Please pull out every line from the entries below that contains the word "green".

* Start ENTRIES SHOWN *

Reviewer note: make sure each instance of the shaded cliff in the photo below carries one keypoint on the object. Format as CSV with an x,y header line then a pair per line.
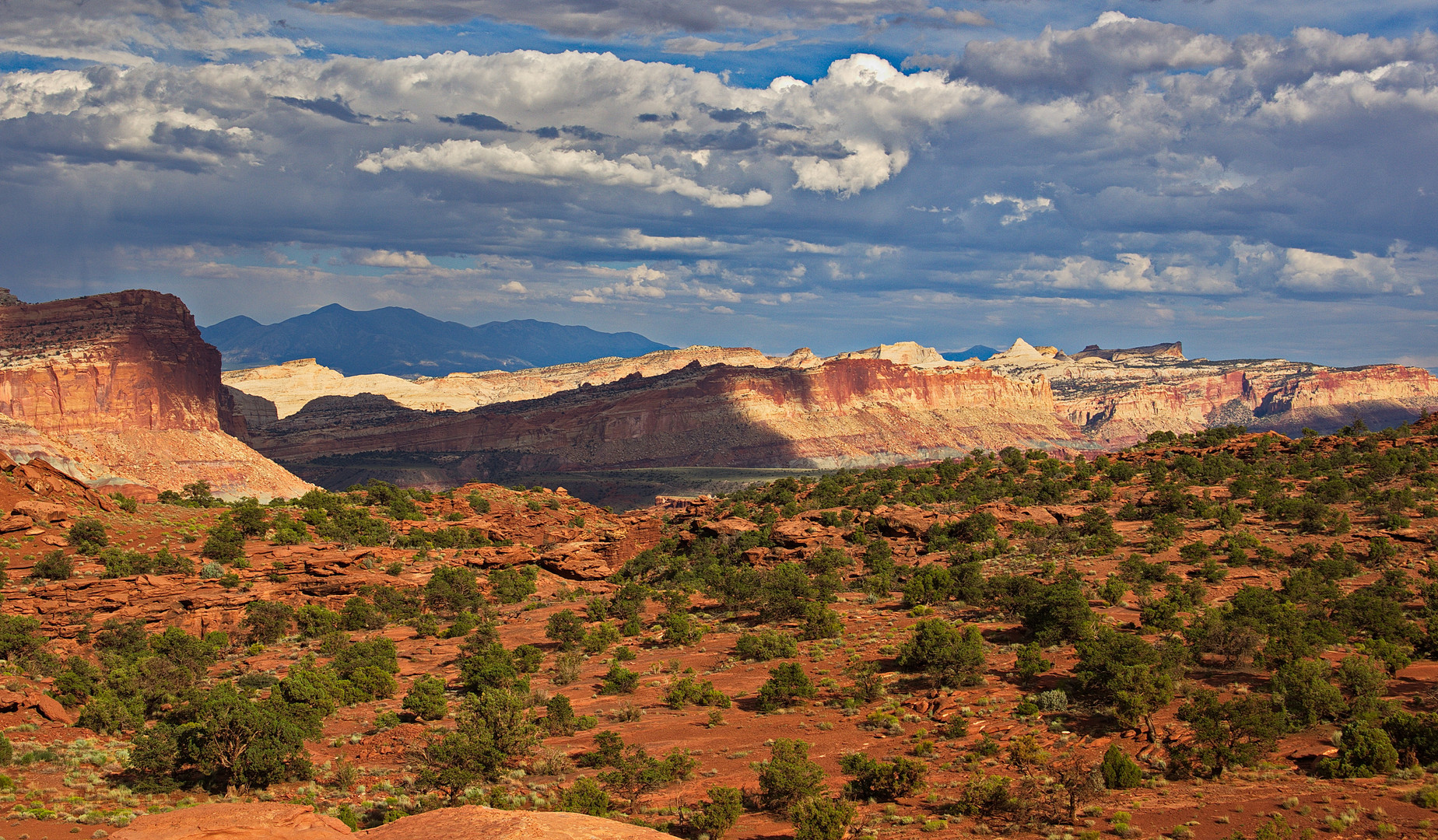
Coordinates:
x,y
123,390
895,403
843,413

* End ENTRIES SHOWN *
* Start ENTRIES SHOWN *

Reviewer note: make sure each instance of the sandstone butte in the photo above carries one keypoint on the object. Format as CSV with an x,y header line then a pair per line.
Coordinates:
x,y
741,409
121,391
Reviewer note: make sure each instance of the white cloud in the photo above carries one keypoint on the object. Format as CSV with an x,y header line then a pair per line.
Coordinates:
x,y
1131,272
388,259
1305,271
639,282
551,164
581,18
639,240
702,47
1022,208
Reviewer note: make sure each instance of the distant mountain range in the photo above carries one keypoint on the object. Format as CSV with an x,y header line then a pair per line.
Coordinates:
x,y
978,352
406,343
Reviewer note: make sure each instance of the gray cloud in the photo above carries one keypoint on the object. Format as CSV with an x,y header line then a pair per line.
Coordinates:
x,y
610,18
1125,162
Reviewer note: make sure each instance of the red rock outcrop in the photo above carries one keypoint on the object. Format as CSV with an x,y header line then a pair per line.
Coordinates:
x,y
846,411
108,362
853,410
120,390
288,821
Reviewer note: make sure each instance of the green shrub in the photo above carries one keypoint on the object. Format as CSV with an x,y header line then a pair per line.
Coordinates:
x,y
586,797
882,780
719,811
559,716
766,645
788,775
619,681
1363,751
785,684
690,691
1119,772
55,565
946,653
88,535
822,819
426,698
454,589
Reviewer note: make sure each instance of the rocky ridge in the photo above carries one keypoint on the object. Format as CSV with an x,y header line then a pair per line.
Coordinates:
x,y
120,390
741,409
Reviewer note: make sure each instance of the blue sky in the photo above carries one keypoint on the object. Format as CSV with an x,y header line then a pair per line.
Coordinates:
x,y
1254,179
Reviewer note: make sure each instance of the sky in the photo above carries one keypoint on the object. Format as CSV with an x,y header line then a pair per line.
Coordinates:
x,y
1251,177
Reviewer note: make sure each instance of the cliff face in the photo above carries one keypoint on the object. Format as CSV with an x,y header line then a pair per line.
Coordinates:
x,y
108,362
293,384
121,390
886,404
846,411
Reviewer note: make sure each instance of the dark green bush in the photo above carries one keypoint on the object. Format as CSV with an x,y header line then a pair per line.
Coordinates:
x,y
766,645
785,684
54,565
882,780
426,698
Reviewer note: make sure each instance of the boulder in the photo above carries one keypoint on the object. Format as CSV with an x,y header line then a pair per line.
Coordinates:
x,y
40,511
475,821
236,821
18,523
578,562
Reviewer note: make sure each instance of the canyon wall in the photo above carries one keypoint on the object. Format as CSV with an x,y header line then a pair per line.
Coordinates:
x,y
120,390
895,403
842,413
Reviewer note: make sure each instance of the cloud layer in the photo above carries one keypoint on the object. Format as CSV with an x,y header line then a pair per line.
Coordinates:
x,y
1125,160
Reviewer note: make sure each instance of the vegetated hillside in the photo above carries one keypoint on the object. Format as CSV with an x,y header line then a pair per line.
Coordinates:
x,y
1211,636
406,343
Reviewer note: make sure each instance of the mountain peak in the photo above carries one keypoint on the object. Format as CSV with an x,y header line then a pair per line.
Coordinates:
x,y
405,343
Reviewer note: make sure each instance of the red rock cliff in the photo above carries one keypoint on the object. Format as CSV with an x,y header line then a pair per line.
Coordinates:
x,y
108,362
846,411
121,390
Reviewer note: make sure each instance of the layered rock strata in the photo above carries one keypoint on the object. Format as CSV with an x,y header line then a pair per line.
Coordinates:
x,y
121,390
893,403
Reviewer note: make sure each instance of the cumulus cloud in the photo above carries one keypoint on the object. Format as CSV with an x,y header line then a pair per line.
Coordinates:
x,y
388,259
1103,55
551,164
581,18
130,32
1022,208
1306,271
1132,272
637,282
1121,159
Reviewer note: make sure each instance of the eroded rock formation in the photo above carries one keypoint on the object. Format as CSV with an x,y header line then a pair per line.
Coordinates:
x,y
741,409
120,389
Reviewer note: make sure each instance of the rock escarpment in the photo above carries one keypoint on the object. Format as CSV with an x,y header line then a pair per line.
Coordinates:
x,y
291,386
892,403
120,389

* End ENTRIES SHOWN *
* Start ENTRIES SHOWN *

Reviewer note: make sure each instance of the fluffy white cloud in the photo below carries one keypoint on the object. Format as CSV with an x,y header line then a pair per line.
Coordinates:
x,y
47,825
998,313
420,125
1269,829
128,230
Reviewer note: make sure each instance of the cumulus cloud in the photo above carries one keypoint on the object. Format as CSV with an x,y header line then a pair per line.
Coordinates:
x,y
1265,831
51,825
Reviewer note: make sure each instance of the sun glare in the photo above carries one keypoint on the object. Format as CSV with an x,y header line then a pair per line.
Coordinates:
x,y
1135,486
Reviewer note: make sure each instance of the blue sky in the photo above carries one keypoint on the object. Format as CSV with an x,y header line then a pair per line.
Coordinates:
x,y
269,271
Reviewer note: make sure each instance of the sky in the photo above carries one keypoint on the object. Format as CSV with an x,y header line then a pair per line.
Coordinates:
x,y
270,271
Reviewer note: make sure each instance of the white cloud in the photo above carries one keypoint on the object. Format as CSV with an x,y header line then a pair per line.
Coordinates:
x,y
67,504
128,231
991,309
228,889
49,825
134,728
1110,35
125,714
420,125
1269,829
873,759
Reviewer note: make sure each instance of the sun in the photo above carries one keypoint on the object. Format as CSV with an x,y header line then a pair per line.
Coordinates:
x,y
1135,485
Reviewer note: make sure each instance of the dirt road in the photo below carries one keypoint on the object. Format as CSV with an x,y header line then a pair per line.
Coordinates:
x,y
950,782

* End ENTRIES SHOWN *

▶ **TASK RESULT**:
Reviewer note: make sure each instance of the green shrub in the photo above carries one keypoint on the object. Format as CSV with an x,y header line then a pair per line.
Reviewer note: make sure each instance of the dark green bush in the photo above carries one keypoint on the object. Format as CSV with an x,y header line then a pair per line.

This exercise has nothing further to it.